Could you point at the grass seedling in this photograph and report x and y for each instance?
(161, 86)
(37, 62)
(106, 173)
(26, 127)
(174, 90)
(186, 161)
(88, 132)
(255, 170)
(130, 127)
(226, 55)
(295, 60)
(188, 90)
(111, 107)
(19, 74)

···

● **Required work**
Arrange every line of the records above as a numbered list, omitting any blank lines.

● **Written reply**
1. Could you point at the grass seedling in this photograph and report x and y for each instance?
2. (161, 86)
3. (37, 62)
4. (106, 173)
5. (26, 127)
6. (174, 90)
7. (186, 161)
8. (88, 132)
9. (255, 170)
10. (130, 127)
11. (226, 55)
12. (295, 60)
13. (188, 90)
14. (111, 107)
15. (19, 74)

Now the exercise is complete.